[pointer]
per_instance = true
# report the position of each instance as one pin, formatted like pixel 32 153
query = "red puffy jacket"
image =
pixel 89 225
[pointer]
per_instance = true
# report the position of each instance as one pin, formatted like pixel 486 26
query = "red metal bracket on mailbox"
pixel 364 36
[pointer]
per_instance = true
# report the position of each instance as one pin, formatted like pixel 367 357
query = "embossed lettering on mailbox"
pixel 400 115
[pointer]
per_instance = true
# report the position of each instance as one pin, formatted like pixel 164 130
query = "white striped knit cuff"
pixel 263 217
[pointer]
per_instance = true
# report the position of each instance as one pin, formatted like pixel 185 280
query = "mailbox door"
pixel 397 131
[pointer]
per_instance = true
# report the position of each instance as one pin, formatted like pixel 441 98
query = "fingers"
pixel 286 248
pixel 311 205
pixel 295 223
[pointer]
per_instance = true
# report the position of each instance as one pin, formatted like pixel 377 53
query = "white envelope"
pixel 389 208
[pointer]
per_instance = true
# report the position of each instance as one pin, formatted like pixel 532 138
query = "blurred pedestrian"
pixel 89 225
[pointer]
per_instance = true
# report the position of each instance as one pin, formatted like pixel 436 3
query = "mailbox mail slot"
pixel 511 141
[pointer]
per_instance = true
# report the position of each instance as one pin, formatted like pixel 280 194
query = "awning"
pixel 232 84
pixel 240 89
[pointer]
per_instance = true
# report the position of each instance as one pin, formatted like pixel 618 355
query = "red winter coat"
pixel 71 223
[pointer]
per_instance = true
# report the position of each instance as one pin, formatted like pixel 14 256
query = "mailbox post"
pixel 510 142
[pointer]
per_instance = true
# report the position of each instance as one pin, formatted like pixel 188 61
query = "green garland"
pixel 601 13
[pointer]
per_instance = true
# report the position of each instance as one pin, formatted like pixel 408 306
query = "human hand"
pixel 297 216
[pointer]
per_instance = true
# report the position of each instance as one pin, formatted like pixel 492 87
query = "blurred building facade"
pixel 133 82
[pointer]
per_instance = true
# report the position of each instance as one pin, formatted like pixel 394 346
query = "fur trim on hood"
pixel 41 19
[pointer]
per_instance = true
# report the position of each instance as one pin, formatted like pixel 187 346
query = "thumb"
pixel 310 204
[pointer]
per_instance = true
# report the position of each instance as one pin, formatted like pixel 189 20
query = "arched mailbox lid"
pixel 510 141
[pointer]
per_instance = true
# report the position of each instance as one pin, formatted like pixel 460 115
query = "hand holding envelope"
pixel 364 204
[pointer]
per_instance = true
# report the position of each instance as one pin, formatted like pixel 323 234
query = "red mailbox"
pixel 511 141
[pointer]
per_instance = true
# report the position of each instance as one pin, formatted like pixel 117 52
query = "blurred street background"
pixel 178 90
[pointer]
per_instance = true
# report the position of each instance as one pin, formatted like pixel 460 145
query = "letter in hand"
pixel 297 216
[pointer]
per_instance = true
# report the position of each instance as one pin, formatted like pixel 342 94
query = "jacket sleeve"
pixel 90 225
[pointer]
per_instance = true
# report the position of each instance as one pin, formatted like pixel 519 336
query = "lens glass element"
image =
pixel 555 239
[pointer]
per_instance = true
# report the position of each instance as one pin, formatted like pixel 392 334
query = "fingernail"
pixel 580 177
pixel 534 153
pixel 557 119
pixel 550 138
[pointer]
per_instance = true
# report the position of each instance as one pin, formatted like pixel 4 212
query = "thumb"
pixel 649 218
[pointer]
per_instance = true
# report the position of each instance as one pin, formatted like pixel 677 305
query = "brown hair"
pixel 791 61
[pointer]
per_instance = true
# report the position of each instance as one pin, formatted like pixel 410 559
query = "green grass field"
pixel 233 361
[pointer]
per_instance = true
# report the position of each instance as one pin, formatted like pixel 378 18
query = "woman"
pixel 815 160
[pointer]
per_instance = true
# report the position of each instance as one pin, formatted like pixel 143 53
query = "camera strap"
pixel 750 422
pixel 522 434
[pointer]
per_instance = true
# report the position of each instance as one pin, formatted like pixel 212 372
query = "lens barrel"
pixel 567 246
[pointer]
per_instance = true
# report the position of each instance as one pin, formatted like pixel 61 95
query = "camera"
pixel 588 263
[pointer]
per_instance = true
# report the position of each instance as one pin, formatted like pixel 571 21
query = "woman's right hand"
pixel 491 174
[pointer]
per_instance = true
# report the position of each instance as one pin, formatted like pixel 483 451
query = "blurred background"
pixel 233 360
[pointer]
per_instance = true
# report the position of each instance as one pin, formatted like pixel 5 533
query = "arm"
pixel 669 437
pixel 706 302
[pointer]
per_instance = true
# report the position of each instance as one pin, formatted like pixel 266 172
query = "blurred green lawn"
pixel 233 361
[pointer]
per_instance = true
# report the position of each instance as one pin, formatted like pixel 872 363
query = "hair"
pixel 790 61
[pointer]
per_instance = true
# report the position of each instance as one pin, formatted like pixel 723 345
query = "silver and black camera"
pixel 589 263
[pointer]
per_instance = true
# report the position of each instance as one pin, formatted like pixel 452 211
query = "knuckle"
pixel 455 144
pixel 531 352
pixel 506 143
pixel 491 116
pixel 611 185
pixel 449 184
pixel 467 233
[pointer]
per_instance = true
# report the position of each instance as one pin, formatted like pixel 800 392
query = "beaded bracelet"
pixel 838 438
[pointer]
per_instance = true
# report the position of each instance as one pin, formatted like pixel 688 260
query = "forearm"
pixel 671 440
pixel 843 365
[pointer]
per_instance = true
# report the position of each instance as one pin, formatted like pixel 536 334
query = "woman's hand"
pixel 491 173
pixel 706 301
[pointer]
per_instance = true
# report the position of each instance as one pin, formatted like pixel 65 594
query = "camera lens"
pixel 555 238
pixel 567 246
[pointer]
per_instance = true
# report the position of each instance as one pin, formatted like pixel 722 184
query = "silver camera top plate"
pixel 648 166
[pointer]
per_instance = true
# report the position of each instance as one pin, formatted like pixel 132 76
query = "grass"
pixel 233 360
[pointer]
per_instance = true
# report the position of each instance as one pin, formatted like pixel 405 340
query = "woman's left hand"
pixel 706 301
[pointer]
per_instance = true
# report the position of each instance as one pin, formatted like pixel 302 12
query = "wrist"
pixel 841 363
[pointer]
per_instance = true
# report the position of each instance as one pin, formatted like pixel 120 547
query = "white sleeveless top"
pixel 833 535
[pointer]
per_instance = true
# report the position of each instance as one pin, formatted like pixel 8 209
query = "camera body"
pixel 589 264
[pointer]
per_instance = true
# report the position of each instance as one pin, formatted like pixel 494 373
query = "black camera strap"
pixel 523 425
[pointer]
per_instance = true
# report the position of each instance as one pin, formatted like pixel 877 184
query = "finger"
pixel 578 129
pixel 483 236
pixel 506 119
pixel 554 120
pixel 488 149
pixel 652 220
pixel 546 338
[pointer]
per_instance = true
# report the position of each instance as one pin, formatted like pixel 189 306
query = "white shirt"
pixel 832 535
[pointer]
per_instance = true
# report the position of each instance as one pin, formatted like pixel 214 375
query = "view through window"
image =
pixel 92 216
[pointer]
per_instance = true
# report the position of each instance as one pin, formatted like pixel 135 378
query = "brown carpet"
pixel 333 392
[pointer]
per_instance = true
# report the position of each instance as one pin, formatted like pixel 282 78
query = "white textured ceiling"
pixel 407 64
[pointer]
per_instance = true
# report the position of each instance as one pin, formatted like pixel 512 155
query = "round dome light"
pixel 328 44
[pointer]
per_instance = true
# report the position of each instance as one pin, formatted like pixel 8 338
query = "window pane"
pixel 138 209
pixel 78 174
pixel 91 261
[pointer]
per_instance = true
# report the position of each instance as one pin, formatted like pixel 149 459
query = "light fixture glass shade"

• • • • •

TASK DIRECTIONS: Of the lines in the data, report each one containing the string "glass".

PROBLEM SOLUTION:
query = "lens glass element"
query = "light fixture glass shade"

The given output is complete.